Texto fornecido:
Segundo a juíza, antes de mais nada, a principal preocupação das autoridades, ao avaliar as condições onde estão inseridas, é verificar se existe uma real situação de risco. Neste caso, o Conselho Tutelar vai ao domicílio indicado para atestar riscos, depois informa o Juizado, que então autoriza o recolhimento dessas crianças. “Quer dizer, esse encaminhamento só ocorre depois que o Conselho faz uma prévia e cuidadosa análise sobre a existência de algum membro da família extensa, ou seja, se há uma avó(ô), tia(o) em condições de acolher essa criança. Só quando se esgotam todas as possibilidades de haver algum parente é que a criança é encaminhada para o abrigo”, explicou a doutora Adriana, referindo-se à Cavis.
Ao assumir a 1ª Vara, Adriana Valentim mapeou a situação do município, observou os procedimentos para adoção, os estudos técnicos realizados para determinar quais crianças estariam em condições legais de serem adotadas.
“Ao chegarem à Cavis, as crianças são assistidas por uma equipe composta por psicóloga e assistente social. A impossibilidade de a criança ser reintegrada à família biológica leva em conta diversos fatores: falta de moradia e alimentação; abandono; pai e/ou mãe vivendo nas ruas, envolvidos com drogas; reiterados atos de negligência, abuso sexual, entre outros. Qualquer desses fatores leva o Ministério Público a entrar com uma ação de destituição do poder familiar. É o primeiro passo para considerar a possibilidade de uma posterior adoção. Esse poder passa para uma família substituta, que depois pode ser também substituída por uma família ou pessoa que queira adotar definitivamente uma criança”, esclareceu a juíza.
Apadrinhamento
No momento, a juíza está empenhada em colocar em prática, no início de 2018, um projeto de apadrinhamento dos jovens com idades entre 8 e 17 anos. A ideia é que essas crianças tenham a oportunidade de conviver com uma ou mais pessoas, em determinado dia ou período. Para passear, ir ao cinema, tomar um sorvete, enfim, participar de uma atividade comum às famílias, num dia qualquer da semana, uma vez por mês, num fim de semana. Poder “estar” em um lar estruturado, se sentir acolhido e desejado, para viver o cotidiano daquele lar. Passar o Natal, a Páscoa. Ou viajar nas férias. Pode também ser um padrinho que ofereça um determinado tratamento, dentário, psicológico, esportivo.

Questões de estudo:
a: No texto sobre acolhimento e adoção, qual é a faixa etária dos jovens que o projeto de apadrinhamento pretende atender?
b: Repita do texto sobre acolhimento e adoção o trecho que vai de "Ao assumir a" até "de serem adotadas.".

Amostra de dados:
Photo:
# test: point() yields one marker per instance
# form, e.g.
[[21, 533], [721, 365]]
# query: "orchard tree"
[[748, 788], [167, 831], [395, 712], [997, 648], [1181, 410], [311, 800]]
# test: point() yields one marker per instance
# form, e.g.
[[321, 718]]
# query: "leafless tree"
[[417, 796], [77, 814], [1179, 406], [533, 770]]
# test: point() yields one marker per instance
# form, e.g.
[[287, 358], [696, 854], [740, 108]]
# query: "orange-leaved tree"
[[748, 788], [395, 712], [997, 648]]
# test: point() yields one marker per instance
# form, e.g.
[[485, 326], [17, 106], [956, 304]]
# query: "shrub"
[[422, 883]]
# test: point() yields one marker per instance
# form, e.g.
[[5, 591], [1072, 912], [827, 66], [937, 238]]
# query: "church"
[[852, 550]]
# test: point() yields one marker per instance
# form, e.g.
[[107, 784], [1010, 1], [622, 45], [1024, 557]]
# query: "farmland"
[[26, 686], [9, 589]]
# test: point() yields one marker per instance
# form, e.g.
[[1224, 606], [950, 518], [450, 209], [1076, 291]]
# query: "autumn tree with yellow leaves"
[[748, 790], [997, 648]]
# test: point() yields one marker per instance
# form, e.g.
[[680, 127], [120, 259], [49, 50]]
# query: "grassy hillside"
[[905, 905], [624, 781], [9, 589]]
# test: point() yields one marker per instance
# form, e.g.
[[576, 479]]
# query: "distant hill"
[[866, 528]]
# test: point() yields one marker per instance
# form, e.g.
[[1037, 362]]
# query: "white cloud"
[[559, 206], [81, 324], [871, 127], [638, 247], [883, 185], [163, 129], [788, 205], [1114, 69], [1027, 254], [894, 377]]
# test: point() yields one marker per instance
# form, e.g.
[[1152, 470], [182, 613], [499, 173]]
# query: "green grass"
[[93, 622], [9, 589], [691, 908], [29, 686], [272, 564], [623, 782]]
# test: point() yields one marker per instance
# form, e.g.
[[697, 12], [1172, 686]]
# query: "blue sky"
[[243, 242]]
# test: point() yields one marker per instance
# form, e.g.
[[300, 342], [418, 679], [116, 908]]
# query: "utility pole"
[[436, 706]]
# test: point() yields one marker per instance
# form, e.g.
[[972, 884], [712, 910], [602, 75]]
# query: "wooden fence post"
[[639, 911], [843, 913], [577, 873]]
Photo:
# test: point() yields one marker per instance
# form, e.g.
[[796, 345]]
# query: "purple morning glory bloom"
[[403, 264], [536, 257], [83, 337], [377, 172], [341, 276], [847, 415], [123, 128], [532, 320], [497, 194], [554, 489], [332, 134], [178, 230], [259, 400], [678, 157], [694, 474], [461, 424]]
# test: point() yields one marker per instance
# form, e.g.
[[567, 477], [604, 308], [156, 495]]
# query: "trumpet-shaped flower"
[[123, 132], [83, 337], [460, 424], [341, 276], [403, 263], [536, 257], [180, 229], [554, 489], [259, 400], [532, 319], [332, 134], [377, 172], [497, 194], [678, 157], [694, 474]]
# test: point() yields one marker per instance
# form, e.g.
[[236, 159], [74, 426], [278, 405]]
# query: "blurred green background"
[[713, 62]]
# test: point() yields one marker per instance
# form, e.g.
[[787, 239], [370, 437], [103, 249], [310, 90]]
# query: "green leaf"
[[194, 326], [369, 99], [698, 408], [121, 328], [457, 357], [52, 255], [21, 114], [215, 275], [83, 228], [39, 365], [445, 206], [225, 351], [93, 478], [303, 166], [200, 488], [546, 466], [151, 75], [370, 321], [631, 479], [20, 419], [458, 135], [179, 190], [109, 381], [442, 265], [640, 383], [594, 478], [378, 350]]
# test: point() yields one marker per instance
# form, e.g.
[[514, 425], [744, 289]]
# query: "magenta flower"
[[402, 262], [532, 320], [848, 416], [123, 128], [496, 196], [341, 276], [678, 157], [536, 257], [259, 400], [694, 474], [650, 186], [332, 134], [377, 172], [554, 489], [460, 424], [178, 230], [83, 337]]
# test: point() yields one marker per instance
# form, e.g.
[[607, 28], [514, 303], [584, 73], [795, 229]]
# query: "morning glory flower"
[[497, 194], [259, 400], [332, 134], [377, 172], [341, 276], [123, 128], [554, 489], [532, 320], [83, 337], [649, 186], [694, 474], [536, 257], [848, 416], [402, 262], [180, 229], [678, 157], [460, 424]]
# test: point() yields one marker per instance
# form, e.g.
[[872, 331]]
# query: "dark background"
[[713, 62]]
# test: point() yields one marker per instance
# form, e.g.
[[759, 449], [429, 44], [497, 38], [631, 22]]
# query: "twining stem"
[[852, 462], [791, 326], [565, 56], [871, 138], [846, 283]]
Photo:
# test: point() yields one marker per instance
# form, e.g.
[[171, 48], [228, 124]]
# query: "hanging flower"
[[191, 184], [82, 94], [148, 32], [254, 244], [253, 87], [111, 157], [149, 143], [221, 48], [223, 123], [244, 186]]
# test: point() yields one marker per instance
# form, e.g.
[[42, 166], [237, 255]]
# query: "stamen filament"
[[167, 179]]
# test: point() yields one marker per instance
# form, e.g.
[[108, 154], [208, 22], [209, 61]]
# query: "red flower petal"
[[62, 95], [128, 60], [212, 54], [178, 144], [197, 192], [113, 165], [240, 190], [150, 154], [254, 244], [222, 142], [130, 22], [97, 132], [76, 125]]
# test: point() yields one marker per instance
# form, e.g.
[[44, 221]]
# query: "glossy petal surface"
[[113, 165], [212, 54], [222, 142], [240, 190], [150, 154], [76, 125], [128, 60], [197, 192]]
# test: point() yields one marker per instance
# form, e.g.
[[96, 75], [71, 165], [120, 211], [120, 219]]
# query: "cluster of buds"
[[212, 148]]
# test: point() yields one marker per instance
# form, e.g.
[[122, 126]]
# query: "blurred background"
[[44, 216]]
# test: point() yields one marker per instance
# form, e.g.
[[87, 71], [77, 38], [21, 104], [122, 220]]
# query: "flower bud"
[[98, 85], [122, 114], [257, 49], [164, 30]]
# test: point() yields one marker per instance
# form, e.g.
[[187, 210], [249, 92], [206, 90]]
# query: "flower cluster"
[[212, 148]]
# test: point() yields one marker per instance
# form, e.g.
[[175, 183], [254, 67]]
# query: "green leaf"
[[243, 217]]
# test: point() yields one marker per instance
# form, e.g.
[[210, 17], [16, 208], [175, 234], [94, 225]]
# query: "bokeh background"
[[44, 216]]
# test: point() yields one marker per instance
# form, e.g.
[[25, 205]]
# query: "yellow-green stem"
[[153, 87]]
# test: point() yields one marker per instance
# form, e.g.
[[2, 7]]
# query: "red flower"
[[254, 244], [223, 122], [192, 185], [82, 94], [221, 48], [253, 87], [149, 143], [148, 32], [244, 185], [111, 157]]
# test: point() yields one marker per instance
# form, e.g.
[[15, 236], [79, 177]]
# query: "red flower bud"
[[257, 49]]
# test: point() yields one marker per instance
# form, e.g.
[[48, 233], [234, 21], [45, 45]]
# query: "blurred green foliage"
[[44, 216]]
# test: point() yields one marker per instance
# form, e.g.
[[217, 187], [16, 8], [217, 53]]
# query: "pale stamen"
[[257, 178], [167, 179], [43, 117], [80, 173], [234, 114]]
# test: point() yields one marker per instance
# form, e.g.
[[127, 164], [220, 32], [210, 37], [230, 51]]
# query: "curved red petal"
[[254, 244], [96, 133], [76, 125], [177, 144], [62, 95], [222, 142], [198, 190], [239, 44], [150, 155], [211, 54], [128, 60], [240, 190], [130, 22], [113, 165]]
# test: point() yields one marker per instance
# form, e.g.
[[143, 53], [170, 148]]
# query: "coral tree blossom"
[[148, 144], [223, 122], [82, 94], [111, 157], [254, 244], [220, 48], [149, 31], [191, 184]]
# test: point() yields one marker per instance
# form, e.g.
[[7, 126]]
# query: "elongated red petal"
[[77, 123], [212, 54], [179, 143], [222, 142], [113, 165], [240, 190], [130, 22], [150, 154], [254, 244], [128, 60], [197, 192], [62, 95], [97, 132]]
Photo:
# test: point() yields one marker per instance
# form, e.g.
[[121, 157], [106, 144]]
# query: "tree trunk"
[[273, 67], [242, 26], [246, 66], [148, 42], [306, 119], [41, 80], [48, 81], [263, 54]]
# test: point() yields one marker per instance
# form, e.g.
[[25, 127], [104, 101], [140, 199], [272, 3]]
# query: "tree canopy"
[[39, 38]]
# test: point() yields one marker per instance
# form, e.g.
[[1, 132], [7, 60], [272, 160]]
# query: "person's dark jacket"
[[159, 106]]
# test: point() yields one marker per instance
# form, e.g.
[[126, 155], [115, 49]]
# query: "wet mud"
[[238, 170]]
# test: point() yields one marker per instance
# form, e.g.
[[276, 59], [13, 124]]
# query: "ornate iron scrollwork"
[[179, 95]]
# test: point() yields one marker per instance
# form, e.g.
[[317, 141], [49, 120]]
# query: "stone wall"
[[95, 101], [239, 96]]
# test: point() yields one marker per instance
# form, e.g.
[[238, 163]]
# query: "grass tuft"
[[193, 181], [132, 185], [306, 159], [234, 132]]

Respostas por tarefa:
a: Jovens com idades entre 8 e 17 anos.

b:
Ao assumir a 1ª Vara, Adriana Valentim mapeou a situação do município, observou os procedimentos para adoção, os estudos técnicos realizados para determinar quais crianças estariam em condições legais de serem adotadas.